* Task goal: Copy out the part that opens with the line containing "Final verification step: confirm the presence of man's neck" and closes with the line containing "[301,36,413,183]", putting "rectangle" wherever "bounding box" stands and changing nothing else.

* Recorded information:
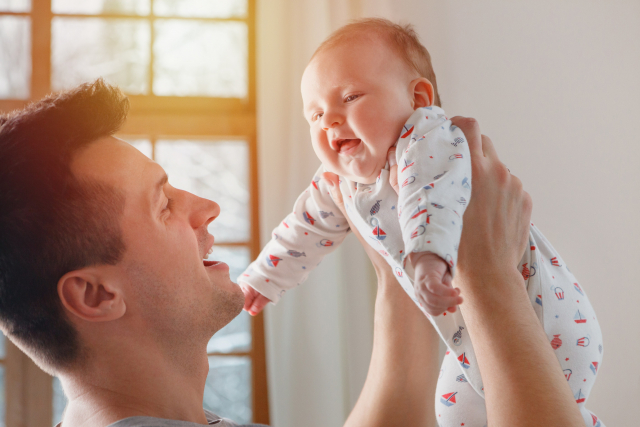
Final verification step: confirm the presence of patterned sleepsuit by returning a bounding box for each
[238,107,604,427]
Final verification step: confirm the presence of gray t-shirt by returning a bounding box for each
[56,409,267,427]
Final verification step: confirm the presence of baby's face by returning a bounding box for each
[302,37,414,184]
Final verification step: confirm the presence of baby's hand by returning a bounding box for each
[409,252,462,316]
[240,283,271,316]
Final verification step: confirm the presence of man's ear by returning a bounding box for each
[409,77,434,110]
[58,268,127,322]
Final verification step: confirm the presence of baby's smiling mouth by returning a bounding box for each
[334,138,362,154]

* * *

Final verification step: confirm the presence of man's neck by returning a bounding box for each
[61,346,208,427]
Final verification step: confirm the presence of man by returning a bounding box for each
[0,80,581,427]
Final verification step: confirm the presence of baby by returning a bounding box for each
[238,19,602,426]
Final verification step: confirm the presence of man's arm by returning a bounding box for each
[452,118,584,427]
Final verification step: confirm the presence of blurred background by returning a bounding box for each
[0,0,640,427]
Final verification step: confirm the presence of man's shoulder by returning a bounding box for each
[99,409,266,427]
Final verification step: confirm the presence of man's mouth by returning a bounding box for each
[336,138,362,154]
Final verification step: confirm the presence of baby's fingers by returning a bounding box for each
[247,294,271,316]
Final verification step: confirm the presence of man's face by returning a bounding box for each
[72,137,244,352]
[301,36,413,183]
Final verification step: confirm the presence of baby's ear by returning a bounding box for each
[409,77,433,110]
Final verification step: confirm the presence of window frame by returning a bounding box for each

* Worked answer:
Final verification step: confirm the presence of man's neck by returning a rectangle for each
[61,346,208,427]
Final verification step: confirm the presence of man by returning a rectangle for each
[0,80,581,427]
Final verification step: confirm the presence of baby by returning a rectangle for each
[238,19,602,426]
Final verification step: confirm the presence of man's arm by returning a rectangle for each
[452,118,584,427]
Final verification step: confirm the presence of blurred background by returning a rectangle for each
[0,0,640,427]
Final verification step: confirm the presence of man's shoulder by returning a rectangle for each
[99,409,266,427]
Final verification step: confirm the presence of man's mouth by returning a rectangle for each
[336,138,362,154]
Final verification step: confirm the presence of baby's fingers by returning a rectangle for each
[247,294,271,316]
Final verification step: confirm the presence of man's face by returning a rectangle for each
[72,137,244,352]
[301,36,413,183]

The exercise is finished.